━━━━━ Source material ━━━━━

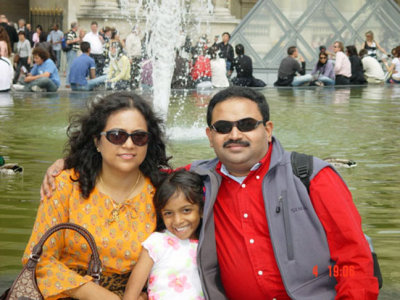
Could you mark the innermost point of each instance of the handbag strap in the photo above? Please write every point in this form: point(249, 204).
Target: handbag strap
point(94, 268)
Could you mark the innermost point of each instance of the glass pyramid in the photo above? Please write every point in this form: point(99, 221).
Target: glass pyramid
point(274, 25)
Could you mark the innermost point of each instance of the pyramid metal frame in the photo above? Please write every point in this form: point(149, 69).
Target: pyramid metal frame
point(379, 16)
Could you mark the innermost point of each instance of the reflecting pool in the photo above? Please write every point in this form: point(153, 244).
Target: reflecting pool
point(362, 124)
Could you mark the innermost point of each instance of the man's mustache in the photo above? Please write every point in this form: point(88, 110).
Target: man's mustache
point(236, 142)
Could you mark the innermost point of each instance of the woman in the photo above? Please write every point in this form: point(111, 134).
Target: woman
point(24, 52)
point(5, 46)
point(372, 46)
point(324, 70)
point(357, 69)
point(113, 158)
point(394, 68)
point(218, 69)
point(38, 35)
point(119, 73)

━━━━━

**Given instruction**
Reproduce every line of the material above, requests included, and add 22 to each x and y coordinate in the answer points, leaving the coordinates in the requests' format samples unchanged. Leave the pictures out.

**Output below**
Could you mark the innermost point of each instance of the handbag strap in the photo above? Please write every point in this form: point(249, 204).
Target: handbag strap
point(116, 290)
Could you mark the innermost point of each instance of the glass pyramid in the photo above? Please write every point in this form: point(99, 221).
Target: glass pyramid
point(296, 47)
Could you mark the innermost point of each instance of the pyramid metal frame in the photo above? Please write every point in this form: point(149, 69).
Target: pyramid metal frame
point(401, 38)
Could you mark the innermost point of each instance of the reflecting pool in the photo above? Please write every point in this form: point(153, 244).
Target: reflecting pool
point(384, 146)
Could you mark the innermost point of each instance of the man's mustache in the photo above? Please write every point in this form: point(88, 110).
Target: man's mustache
point(258, 164)
Could you mark the innermost point of each instance of the woman in the photo above? Please write every point in this form: point(111, 134).
Target: woman
point(46, 74)
point(27, 68)
point(394, 68)
point(346, 92)
point(379, 91)
point(135, 180)
point(416, 90)
point(240, 91)
point(60, 57)
point(141, 95)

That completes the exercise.